Text excerpt:
In this project, I extracted data from my Spotify playlists using Spotify API and used it to predict if I will like a certain song or not.
The main purpose of this project was to make myself more familiar with the process of working with data and using the Numpy, Pandas, Seaborn, SciKit Learn and TensorFlow libraries in Python.
This repository contains three Jupyter Notebooks that document my work:
Part 1 - Extracting Spotify Audio Features
Parts 2 and 3 - Exploring Playlist Data and Learning Models
Part 4 - Predictions on Separate Dataset
The playlist data that I used is in a separate directory in the repository, but it needs to be in the same directory as the notebooks in order for the code to work.

Dataset entries:
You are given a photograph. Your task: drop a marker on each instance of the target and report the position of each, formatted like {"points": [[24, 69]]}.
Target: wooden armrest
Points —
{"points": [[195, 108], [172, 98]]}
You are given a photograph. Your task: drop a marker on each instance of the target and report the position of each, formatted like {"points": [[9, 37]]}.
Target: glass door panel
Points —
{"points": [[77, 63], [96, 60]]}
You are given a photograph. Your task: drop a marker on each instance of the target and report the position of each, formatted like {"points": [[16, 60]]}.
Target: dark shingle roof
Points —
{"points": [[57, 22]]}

...

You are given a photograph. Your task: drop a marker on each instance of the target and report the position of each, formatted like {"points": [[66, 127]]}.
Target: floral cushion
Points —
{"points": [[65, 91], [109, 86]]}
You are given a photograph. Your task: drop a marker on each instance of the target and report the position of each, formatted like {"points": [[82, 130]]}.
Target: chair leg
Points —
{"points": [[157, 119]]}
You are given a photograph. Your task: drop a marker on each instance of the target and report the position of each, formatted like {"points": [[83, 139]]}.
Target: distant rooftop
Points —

--

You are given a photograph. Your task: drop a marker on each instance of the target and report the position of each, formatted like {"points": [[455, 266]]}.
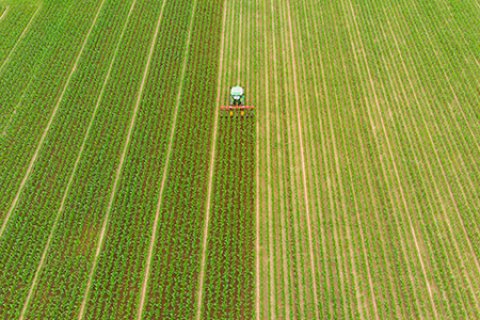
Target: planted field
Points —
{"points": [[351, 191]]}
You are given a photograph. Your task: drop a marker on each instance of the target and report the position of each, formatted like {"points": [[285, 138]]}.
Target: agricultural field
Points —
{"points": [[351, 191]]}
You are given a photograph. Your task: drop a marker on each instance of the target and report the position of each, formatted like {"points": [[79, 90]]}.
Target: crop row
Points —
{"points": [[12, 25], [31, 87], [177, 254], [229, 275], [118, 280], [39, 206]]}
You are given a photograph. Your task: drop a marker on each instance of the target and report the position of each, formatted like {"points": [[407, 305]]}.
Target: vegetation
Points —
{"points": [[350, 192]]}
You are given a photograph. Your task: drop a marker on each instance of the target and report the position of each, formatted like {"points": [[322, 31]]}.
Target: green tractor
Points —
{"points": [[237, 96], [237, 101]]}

What you need to do:
a) Report every line of the entries that contains the string "field". Matching is case-sensitive.
b) Continue the Spotify project description from its last sentence onward.
The Spotify project description and the entries are unrelated material.

Set of answers:
a)
Target: planted field
Target: agricultural field

b)
This repository also includes the 'extractor.py' script that can create .json files based on your own playlists. The .json files can then be imported into a Pandas dataframe that contains the song title, unique ID and audio information. To do this:
- Follow the instructions on the Spotipy documentation page to get your credentials for the credentials.json file.
- Open the Spotify playlist (of no more than 100 songs), click on the cirlce with three dots, go to Share -> Copy Spotify URI
- Paste that Spotify URI in the playlists.json file in next to the key 'uri'.
- If you want to classify the playlist by whether you like it or not, set the 'like' key to true or false.
- Add or remove playlists as you please.
- Run the script. (it should take 2-3 minutes per playlist)